◆ TAREFA DO EXERCÍCIO 1
Responda, com base no texto sobre o funk:
(a) O que os MCs fazem a partir da base processada pelos "beat makers"?
(b) Quem gravou o hit "Rap da Felicidade" e de que favela eles são?
(c) Que nomes o texto cita à frente do funk brasileiro hoje?

===== TRECHO SELECIONADO =====

O funk tal e qual se conhece hoje é um dos vários derivados da cultura do rap e do hip hop. A partir de uma base, processada com cada vez mais maestria pelos conhecidos e admirados “beat makers” (fazedores de ritmo em tradução livre), os MCs improvisam e criam seus versos.
Uma nova voz
Com o fenômeno surge uma voz nova poderosa e direta. Uma espécie de estandarte indomável dos que, até então, só era permitida a fala domesticada. Debaixo deste guarda-chuva se abrigam desde o proibidão, o funk ostentação, o sonho da ascensão social, até o mais límpido e singelo desejo traduzido no famoso hit “Rap da Felicidade”, de Cidinho e Doca, dois funkeiros da favela Cidade de Deus, em Jacarepaguá, no Rio de Janeiro:
Eu só quero é ser feliz
Andar tranquilamente na favela onde eu nasci, é
E poder me orgulhar
E ter a consciência que o pobre tem seu lugar
Hoje, o funk brasileiro, o mesmo surgido nas favelas do Rio de Janeiro, nas periferias de São Paulo e de tantas outras cidades Brasil afora, é destaque internacional, abre jogos olímpicos, é trilha das ginastas brasileiras e tem à frente nomes como Anitta, Ludmilla, Kevin O Chris, MC Livinho entre muitos outros.
Assim como disse Lula, uma voz de identidade e resistência.

===== TRECHOS DOS REGISTROS =====

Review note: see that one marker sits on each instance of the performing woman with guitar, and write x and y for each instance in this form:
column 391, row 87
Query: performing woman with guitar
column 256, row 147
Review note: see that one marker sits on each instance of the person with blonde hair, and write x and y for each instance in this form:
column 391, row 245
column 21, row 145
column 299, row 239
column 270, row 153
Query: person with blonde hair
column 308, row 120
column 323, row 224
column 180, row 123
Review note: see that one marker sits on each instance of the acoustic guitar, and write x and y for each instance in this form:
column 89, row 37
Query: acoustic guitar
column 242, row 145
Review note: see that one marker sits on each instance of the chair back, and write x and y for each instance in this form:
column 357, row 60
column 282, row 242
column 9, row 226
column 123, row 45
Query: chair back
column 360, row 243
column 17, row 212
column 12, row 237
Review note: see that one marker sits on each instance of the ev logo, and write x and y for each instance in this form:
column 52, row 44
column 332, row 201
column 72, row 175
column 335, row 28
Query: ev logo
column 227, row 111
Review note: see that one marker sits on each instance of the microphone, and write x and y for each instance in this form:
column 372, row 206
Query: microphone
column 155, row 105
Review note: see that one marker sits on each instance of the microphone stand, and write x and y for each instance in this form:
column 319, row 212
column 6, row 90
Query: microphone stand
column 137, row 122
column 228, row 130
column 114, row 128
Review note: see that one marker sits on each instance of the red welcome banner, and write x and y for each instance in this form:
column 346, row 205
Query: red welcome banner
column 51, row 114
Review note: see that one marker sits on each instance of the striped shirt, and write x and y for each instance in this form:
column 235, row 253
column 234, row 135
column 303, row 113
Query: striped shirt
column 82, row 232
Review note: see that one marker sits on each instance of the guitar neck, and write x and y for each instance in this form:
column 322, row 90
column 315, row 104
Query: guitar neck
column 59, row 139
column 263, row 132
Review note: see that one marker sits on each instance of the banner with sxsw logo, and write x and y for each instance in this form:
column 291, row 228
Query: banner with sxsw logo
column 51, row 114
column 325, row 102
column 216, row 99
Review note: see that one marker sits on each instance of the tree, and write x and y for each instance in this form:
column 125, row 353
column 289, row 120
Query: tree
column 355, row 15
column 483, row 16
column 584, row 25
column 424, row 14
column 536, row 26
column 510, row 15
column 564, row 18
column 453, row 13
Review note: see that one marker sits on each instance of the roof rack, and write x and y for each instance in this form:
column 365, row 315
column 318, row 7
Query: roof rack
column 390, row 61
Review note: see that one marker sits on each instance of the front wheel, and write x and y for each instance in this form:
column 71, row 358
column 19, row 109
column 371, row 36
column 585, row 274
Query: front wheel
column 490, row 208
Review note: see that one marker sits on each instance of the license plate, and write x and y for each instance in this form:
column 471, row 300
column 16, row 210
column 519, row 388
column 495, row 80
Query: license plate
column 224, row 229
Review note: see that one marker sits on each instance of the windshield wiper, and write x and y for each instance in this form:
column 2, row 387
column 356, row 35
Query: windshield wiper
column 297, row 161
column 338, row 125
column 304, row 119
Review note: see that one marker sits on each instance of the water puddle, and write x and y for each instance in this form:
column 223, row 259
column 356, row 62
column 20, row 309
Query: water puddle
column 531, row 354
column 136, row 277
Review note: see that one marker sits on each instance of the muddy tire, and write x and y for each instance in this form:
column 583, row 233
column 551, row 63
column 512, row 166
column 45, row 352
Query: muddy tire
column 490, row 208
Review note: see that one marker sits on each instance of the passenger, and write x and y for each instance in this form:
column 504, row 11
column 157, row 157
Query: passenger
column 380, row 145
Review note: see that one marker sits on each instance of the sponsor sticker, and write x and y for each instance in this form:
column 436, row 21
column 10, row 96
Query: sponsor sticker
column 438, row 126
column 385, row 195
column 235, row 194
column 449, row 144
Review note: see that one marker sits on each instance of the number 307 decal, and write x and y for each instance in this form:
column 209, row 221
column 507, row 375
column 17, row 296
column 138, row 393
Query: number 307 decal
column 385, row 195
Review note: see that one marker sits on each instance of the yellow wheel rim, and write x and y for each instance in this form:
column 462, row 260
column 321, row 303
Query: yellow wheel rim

=====

◆ TAREFA DO EXERCÍCIO 2
Transcreva dos registros, sem nenhuma alteração, as linhas que vão da que contém "of the person" até a que contém "column 12, row 237", incluindo as duas.

◆ RESPOSTA ESPERADA 1
(a) Improvisam e criam seus versos.
(b) Cidinho e Doca, da favela Cidade de Deus, em Jacarepaguá, no Rio de Janeiro.
(c) Anitta, Ludmilla, Kevin O Chris e MC Livinho, entre muitos outros.

◆ RESPOSTA ESPERADA 2
Review note: see that one marker sits on each instance of the person with blonde hair, and write x and y for each instance in this form:
column 391, row 245
column 21, row 145
column 299, row 239
column 270, row 153
Query: person with blonde hair
column 308, row 120
column 323, row 224
column 180, row 123
Review note: see that one marker sits on each instance of the acoustic guitar, and write x and y for each instance in this form:
column 89, row 37
Query: acoustic guitar
column 242, row 145
Review note: see that one marker sits on each instance of the chair back, and write x and y for each instance in this form:
column 357, row 60
column 282, row 242
column 9, row 226
column 123, row 45
Query: chair back
column 360, row 243
column 17, row 212
column 12, row 237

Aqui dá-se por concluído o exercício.